### WHAT TO WORK ON:
Without omitting anything, copy the data exactly.

### EXERCISE DATA:
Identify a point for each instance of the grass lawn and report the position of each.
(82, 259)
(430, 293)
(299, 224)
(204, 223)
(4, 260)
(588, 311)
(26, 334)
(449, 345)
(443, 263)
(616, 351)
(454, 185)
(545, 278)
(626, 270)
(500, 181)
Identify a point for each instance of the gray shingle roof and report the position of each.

### WRITTEN ANSWER:
Identify a point for each instance of the grass lawn and report the position of each.
(82, 259)
(430, 293)
(299, 224)
(204, 223)
(4, 260)
(588, 311)
(26, 334)
(449, 345)
(443, 263)
(616, 351)
(454, 185)
(545, 278)
(626, 270)
(500, 181)
Identify a point for each instance of the gray shingle roof and report the position of each.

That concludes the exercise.